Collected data
______________________________
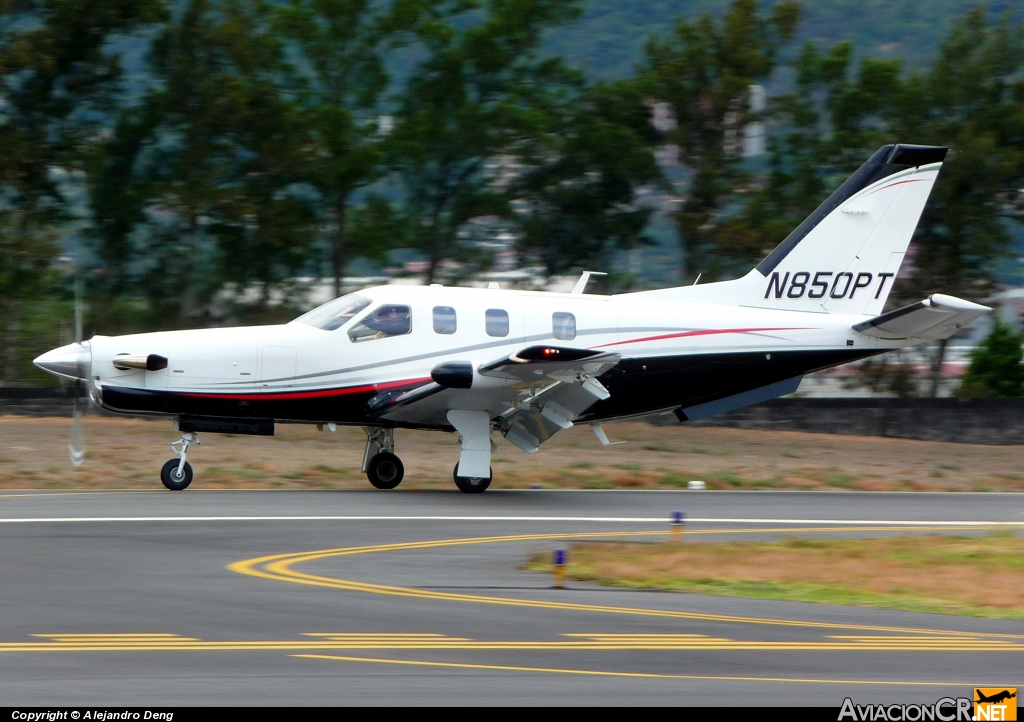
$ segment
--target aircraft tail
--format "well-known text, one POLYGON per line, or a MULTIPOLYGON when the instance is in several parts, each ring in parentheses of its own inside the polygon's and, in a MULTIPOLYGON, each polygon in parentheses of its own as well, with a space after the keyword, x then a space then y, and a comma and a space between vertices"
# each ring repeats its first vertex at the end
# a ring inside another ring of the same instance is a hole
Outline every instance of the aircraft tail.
______________________________
• _Assigned task_
Write the entries above out again exactly, but not the pictures.

• _Task response_
$ segment
--target aircraft tail
--format "well-known text, one POLYGON per line, or a MULTIPOLYGON when the instance is in several parts, each ring in parentheses of its own inside the polygon's and, in a MULTIPOLYGON, each polygon in parentheses of its own as well, with a space after the keyword, x then a space then y, and a comma and a space between vertices"
# each ring repeats its first vertex at the end
# a ring inside another ring of the same instance is a hole
Outline every instance of the aircraft tail.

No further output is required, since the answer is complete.